▶ **Your goal**
Answer these questions using the passage on hand-holding below.
1. Which month does the passage on hand-holding name for seasonal hand-holding?
2. What response does it suggest a person who hates holding hands might have if the choice were taken away?
3. What may PDAs bring for marginalized couples?

To hold or not to hold…hands, that is. When you’re in a relationship, are you a hand-holder, or do you prefer to keep your hands to yourself? Perhaps you find your hand gets too sweaty when in the embrace of another, or maybe you only hold hands seasonally when doing so will provide you with an extra bit of needed warmth in the deep freeze of January. Wherever you fall on this spectrum of loving to hold hands or avoiding it like the plague, imagine for a moment that it wasn’t up to you whether or not you could hold hands with your partner. Perhaps, if you hate to hold hands anyway, your response to such a scenario would be a sense of relief. But if you fall on the other side of the spectrum, where you love to walk hand in hand with your partner, you’re probably a bit confused and baffled as to why this simple and personal decision could be taken away from you. Such may be the case for marginalized couples, for whom PDAs may bring unwanted attention, stigma or even violence. Could avoiding PDAs have potential health implications?

▶ **Given records**
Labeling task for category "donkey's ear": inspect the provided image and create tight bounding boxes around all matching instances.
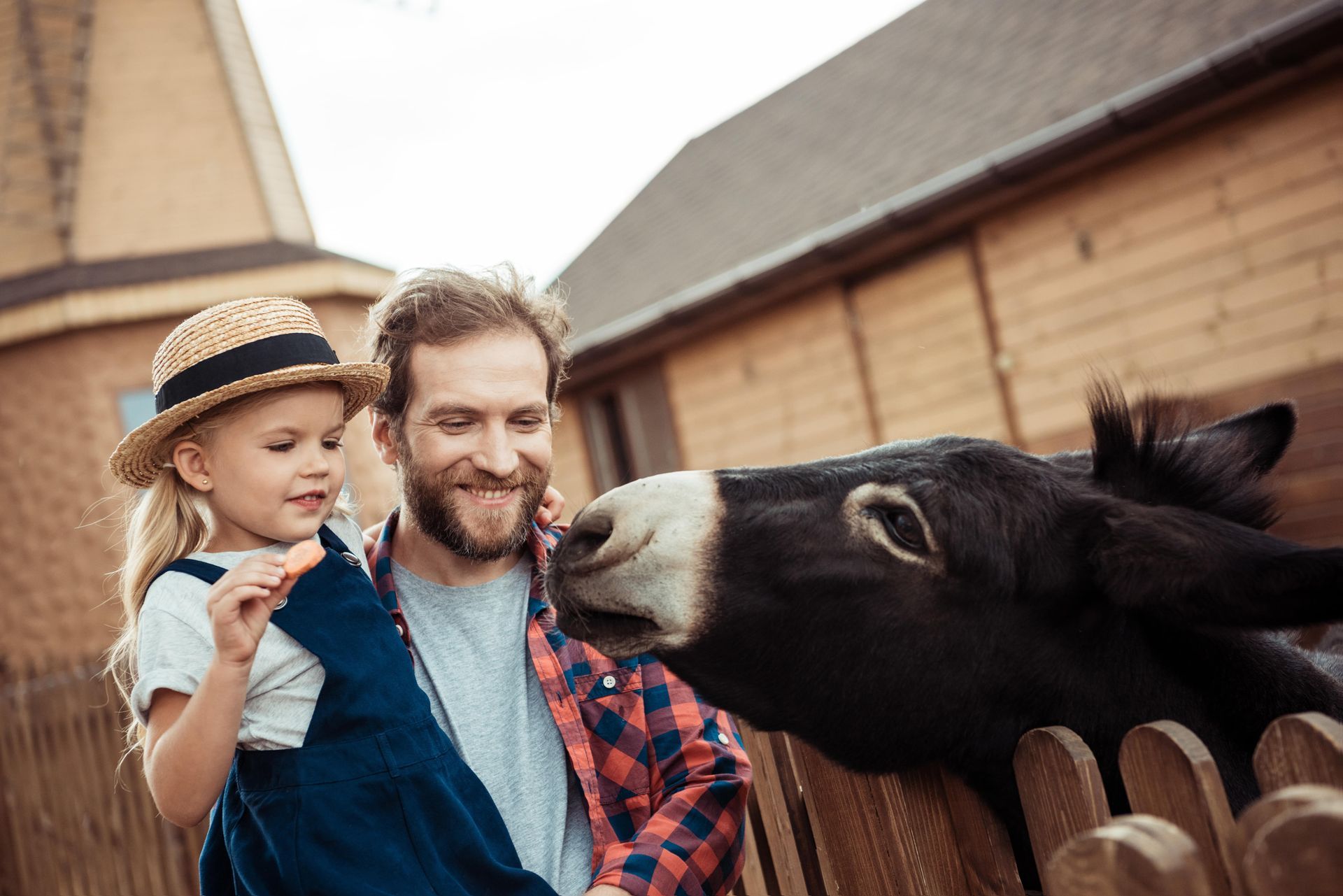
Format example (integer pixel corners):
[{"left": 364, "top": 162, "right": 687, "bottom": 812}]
[
  {"left": 1089, "top": 501, "right": 1343, "bottom": 629},
  {"left": 1190, "top": 401, "right": 1296, "bottom": 476}
]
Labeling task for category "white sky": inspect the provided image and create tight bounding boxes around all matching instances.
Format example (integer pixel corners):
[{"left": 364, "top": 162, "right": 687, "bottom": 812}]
[{"left": 239, "top": 0, "right": 917, "bottom": 282}]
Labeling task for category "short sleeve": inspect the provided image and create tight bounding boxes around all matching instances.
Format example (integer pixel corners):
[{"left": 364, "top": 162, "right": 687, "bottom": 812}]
[{"left": 130, "top": 591, "right": 215, "bottom": 725}]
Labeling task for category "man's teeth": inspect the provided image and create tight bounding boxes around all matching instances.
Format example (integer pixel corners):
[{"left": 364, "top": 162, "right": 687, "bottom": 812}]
[{"left": 462, "top": 486, "right": 513, "bottom": 501}]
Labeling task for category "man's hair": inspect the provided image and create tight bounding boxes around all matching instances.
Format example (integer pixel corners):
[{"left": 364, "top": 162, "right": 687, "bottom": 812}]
[{"left": 368, "top": 263, "right": 572, "bottom": 429}]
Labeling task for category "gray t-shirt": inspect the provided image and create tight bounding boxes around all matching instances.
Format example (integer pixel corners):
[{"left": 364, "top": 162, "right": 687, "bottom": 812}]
[
  {"left": 130, "top": 515, "right": 368, "bottom": 750},
  {"left": 392, "top": 559, "right": 592, "bottom": 896}
]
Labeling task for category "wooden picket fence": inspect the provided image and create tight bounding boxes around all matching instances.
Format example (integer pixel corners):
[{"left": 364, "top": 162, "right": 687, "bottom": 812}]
[
  {"left": 734, "top": 713, "right": 1343, "bottom": 896},
  {"left": 0, "top": 664, "right": 1343, "bottom": 896},
  {"left": 0, "top": 664, "right": 204, "bottom": 896}
]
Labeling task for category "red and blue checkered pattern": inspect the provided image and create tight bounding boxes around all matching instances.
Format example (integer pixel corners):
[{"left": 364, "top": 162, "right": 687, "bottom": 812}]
[{"left": 369, "top": 511, "right": 751, "bottom": 896}]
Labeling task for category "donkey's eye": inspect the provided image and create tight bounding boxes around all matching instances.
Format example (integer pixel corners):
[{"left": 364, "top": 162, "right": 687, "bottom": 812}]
[{"left": 879, "top": 508, "right": 928, "bottom": 553}]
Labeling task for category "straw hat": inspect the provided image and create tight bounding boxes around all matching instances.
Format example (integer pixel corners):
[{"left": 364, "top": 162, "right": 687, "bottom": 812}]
[{"left": 108, "top": 298, "right": 390, "bottom": 488}]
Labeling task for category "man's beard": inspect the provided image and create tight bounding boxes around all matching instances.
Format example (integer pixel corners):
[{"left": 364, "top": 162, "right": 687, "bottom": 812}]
[{"left": 399, "top": 446, "right": 552, "bottom": 562}]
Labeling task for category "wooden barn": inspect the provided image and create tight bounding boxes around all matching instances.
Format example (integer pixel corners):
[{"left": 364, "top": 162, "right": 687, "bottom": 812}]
[
  {"left": 542, "top": 0, "right": 1343, "bottom": 896},
  {"left": 0, "top": 0, "right": 392, "bottom": 896},
  {"left": 542, "top": 0, "right": 1343, "bottom": 561}
]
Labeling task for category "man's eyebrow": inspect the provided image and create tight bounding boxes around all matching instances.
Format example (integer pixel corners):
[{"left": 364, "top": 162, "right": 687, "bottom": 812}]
[
  {"left": 426, "top": 401, "right": 549, "bottom": 419},
  {"left": 425, "top": 404, "right": 477, "bottom": 416}
]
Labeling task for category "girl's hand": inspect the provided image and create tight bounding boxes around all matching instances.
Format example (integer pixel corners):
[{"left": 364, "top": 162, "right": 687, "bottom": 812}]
[
  {"left": 206, "top": 553, "right": 297, "bottom": 665},
  {"left": 536, "top": 485, "right": 564, "bottom": 529}
]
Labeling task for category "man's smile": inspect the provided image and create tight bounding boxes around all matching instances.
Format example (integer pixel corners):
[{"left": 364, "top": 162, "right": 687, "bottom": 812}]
[{"left": 457, "top": 485, "right": 518, "bottom": 508}]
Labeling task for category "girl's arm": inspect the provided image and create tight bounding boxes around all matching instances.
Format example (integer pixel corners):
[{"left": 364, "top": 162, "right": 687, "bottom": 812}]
[
  {"left": 145, "top": 658, "right": 251, "bottom": 827},
  {"left": 145, "top": 555, "right": 294, "bottom": 827}
]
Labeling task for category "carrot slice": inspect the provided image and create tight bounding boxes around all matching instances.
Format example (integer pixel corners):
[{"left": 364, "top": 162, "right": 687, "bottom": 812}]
[{"left": 285, "top": 541, "right": 327, "bottom": 578}]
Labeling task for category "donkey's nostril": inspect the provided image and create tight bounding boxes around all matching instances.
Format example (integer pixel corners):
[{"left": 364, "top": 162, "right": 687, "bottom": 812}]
[{"left": 564, "top": 515, "right": 613, "bottom": 566}]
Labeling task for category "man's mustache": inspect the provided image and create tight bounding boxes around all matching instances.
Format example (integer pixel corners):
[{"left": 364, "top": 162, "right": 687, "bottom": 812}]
[{"left": 439, "top": 470, "right": 540, "bottom": 492}]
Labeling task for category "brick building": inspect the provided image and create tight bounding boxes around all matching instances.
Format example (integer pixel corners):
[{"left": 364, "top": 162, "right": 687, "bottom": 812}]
[
  {"left": 0, "top": 0, "right": 391, "bottom": 670},
  {"left": 545, "top": 0, "right": 1343, "bottom": 553}
]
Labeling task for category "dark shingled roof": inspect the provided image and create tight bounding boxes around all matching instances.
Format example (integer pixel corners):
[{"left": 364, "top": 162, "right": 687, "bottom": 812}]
[{"left": 559, "top": 0, "right": 1314, "bottom": 334}]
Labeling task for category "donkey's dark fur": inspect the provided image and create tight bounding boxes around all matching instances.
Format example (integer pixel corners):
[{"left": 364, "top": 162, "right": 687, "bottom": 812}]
[{"left": 641, "top": 387, "right": 1343, "bottom": 874}]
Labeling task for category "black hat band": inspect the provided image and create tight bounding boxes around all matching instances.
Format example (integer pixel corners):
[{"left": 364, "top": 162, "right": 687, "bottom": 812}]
[{"left": 155, "top": 333, "right": 340, "bottom": 414}]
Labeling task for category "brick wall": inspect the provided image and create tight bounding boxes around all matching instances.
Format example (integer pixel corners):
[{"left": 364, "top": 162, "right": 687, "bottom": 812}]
[
  {"left": 0, "top": 298, "right": 391, "bottom": 665},
  {"left": 76, "top": 0, "right": 274, "bottom": 261}
]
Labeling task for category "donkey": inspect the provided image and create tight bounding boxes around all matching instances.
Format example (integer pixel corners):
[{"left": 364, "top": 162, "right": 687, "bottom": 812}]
[{"left": 546, "top": 384, "right": 1343, "bottom": 879}]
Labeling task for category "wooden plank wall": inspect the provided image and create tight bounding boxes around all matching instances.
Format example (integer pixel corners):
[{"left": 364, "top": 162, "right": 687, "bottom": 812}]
[
  {"left": 978, "top": 73, "right": 1343, "bottom": 442},
  {"left": 550, "top": 400, "right": 596, "bottom": 521},
  {"left": 663, "top": 286, "right": 874, "bottom": 469},
  {"left": 851, "top": 241, "right": 1011, "bottom": 442}
]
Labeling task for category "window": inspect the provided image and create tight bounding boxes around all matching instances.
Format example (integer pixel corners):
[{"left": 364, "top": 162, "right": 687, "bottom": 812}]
[
  {"left": 117, "top": 390, "right": 155, "bottom": 434},
  {"left": 579, "top": 365, "right": 681, "bottom": 495}
]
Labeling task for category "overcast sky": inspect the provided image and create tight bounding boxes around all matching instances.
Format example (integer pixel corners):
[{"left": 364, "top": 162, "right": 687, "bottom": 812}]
[{"left": 239, "top": 0, "right": 917, "bottom": 282}]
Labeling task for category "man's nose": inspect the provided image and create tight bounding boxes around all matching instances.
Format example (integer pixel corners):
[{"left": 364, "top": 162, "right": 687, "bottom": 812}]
[{"left": 471, "top": 427, "right": 518, "bottom": 480}]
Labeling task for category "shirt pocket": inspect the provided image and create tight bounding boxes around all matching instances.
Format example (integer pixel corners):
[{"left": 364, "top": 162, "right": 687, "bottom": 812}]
[{"left": 574, "top": 667, "right": 648, "bottom": 806}]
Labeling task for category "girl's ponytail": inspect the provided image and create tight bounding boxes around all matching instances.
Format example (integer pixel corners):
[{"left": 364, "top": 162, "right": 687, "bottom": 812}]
[{"left": 108, "top": 451, "right": 208, "bottom": 750}]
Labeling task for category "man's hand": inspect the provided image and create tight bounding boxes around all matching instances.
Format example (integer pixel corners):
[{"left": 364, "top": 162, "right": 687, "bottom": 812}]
[{"left": 536, "top": 485, "right": 564, "bottom": 529}]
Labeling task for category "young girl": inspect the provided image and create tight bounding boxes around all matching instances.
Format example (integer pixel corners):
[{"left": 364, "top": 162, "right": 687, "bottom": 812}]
[{"left": 109, "top": 298, "right": 553, "bottom": 896}]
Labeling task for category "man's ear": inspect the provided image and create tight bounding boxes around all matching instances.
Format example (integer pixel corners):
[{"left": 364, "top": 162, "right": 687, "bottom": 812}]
[
  {"left": 368, "top": 407, "right": 402, "bottom": 466},
  {"left": 1089, "top": 501, "right": 1343, "bottom": 629},
  {"left": 172, "top": 439, "right": 215, "bottom": 492}
]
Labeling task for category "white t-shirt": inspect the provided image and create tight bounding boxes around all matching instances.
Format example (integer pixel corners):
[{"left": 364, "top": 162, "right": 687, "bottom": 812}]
[{"left": 130, "top": 515, "right": 368, "bottom": 750}]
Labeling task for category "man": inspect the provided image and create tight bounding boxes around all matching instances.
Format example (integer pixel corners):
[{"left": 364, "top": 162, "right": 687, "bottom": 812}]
[{"left": 371, "top": 266, "right": 751, "bottom": 896}]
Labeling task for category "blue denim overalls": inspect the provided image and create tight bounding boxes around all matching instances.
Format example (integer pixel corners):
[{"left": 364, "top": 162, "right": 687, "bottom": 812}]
[{"left": 154, "top": 525, "right": 555, "bottom": 896}]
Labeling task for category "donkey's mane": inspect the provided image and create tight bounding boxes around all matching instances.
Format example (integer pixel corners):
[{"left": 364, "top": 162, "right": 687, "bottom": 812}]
[{"left": 1086, "top": 381, "right": 1279, "bottom": 529}]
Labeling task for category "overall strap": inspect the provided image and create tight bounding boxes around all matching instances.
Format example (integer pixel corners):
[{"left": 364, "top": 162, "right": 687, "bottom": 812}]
[
  {"left": 317, "top": 522, "right": 350, "bottom": 553},
  {"left": 149, "top": 557, "right": 228, "bottom": 584}
]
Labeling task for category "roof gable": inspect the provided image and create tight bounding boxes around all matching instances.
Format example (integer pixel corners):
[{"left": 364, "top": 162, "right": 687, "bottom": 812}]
[{"left": 560, "top": 0, "right": 1312, "bottom": 334}]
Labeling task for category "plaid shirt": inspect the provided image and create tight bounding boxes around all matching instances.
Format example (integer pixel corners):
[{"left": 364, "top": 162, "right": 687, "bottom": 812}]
[{"left": 371, "top": 511, "right": 751, "bottom": 896}]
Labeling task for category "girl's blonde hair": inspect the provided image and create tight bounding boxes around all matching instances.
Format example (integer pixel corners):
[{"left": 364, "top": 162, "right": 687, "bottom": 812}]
[{"left": 108, "top": 381, "right": 356, "bottom": 751}]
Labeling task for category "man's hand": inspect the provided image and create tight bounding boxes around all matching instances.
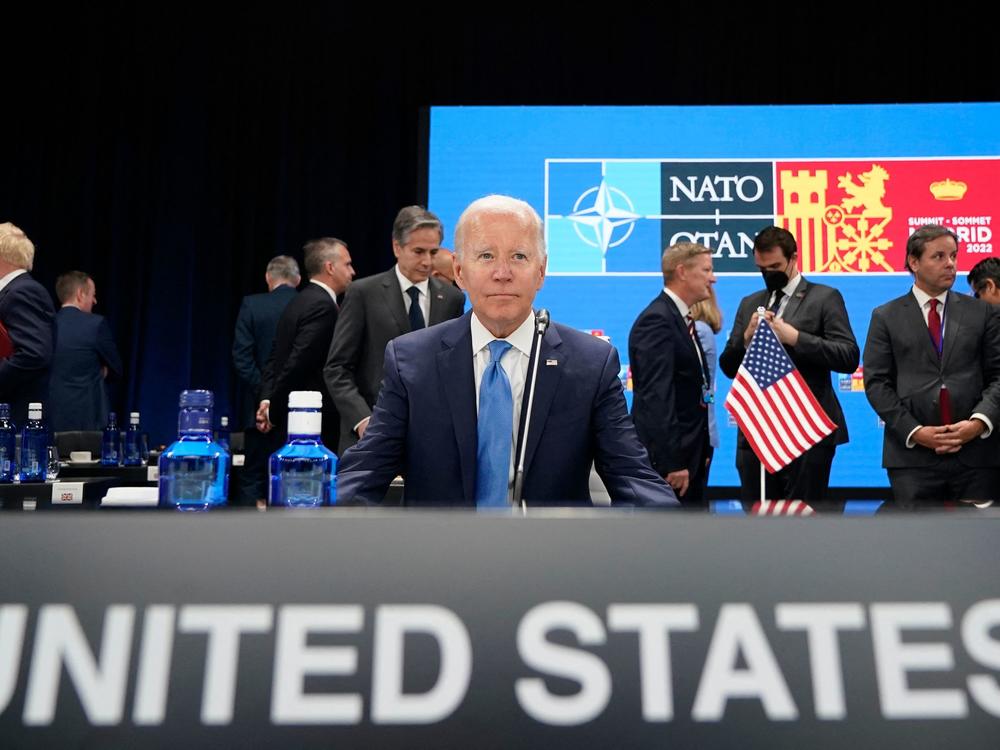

▶ **Solution for this problem**
1. January.
2. A sense of relief.
3. Unwanted attention, stigma or even violence.